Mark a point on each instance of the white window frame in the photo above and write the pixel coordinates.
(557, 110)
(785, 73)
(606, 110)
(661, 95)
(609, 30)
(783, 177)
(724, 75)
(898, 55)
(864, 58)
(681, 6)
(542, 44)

■ WRITTEN TASK: Give the rows above as a two-column CSV with the headers "instruction" and "points". Each row becomes one line, with its text and its answer each in a single quoted field and line breaks replaced by spaces.

■ FINAL RESULT:
instruction,points
"Mark a point on each instance of the white window frame in the photo above and write the pixel coordinates.","(557, 110) (785, 73) (606, 110) (661, 95) (609, 30) (783, 177) (724, 75) (898, 55) (864, 58) (681, 6) (542, 44)"